§ **Prompt**
Please retype the passage on the PPE Medpro lawsuit word for word, from "PPE Medpro, incorporated" to "the lawsuit said.".

PPE Medpro tried to sell the UK medical equipment with a safety report purportedly provided by a company that has denied authoring the document, the government has alleged in a £133mn lawsuit against the scandal-riven medical supplies group.
PPE Medpro, incorporated just weeks before it signed its first contract with the Department of Health and Social Care, provided a test report from Intertek, an accreditation company. But Intertek denied issuing the document, according to the department’s lawsuit against PPE Medpro.
The department’s complaint, filed in December with the High Court and recently obtained by the Financial Times, also alleges PPE Medpro provided 72 lots of gowns stamped with a CE mark, which verifies that a product has been assessed by an accredited body. It is also a legal requirement for products that need to be “sterile”.
However, PPE Medpro did not include a number indicating which body had performed the accreditation, the lawsuit said.
PPE Medpro has not yet responded to the lawsuit.
PPE Medpro has for months been embroiled in a scandal after reports that lingerie entrepreneur Baroness Michelle Mone lobbied ministers using their personal email addresses to help ensure the company received lucrative government contracts totalling more than £200mn. She has consistently denied having any relationship with the company.
Late last year bank documents reported by The Guardian and the FT outlined how at least £65mn in profits from the company were sent to accounts that benefited Mone or her husband, Douglas Barrowman, who had also previously denied involvement with PPE Medpro.

§ **Data records**

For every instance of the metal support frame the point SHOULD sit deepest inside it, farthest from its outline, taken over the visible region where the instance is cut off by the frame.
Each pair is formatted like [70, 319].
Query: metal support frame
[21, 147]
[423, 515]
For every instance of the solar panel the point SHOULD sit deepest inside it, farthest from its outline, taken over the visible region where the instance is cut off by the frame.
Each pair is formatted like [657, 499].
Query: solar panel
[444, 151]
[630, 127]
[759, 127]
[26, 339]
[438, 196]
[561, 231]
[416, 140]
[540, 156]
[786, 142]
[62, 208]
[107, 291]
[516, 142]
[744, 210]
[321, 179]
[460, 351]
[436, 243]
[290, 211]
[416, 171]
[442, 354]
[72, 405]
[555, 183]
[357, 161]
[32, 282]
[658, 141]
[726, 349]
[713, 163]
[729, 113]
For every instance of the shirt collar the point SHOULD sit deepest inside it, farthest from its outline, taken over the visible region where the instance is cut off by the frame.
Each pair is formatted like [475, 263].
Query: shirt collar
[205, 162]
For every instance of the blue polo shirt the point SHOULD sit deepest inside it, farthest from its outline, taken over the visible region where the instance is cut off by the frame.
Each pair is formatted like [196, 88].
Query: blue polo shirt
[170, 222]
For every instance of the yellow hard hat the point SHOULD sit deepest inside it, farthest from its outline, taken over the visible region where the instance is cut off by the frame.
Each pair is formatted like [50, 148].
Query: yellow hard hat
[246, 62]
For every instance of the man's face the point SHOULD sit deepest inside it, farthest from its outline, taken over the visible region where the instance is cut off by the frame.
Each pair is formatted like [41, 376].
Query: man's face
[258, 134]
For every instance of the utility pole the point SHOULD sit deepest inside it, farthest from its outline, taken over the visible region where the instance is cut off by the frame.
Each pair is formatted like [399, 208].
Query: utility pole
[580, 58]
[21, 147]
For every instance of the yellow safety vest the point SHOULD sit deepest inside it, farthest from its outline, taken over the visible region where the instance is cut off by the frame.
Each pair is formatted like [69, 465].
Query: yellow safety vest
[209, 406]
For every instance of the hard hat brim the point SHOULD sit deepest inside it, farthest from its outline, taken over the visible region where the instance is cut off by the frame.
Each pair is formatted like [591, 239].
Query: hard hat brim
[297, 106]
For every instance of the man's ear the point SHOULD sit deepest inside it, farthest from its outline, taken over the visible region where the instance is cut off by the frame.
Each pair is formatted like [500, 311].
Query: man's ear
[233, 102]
* * *
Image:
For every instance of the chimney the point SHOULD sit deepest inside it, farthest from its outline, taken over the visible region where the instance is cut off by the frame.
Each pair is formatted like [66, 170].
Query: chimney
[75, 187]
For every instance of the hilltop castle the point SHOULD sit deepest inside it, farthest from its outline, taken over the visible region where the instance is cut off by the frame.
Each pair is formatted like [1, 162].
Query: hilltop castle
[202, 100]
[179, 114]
---
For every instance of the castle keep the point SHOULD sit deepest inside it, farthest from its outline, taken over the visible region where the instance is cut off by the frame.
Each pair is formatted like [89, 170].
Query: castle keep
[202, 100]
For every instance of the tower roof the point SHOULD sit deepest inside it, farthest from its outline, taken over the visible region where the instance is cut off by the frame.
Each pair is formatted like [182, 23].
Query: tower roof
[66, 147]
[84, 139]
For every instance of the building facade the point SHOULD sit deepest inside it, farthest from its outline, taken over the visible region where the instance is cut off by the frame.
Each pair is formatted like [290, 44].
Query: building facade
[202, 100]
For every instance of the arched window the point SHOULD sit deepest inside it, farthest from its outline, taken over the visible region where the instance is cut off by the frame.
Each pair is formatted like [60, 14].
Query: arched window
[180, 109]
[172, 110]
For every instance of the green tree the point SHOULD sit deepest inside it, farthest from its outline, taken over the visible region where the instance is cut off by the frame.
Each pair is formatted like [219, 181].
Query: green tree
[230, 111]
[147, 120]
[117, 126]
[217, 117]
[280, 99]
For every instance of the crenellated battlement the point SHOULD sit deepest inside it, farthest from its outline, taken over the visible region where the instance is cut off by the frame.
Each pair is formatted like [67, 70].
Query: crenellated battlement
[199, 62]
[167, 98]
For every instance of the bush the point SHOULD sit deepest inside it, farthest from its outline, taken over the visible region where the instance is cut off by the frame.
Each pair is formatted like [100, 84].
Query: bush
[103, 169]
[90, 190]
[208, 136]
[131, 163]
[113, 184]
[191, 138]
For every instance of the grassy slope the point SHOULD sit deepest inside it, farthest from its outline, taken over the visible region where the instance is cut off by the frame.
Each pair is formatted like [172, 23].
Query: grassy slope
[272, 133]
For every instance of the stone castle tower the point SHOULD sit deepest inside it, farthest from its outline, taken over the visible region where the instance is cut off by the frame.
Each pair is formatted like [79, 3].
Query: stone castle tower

§ **Written solution**
PPE Medpro, incorporated just weeks before it signed its first contract with the Department of Health and Social Care, provided a test report from Intertek, an accreditation company. But Intertek denied issuing the document, according to the department’s lawsuit against PPE Medpro.
The department’s complaint, filed in December with the High Court and recently obtained by the Financial Times, also alleges PPE Medpro provided 72 lots of gowns stamped with a CE mark, which verifies that a product has been assessed by an accredited body. It is also a legal requirement for products that need to be “sterile”.
However, PPE Medpro did not include a number indicating which body had performed the accreditation, the lawsuit said.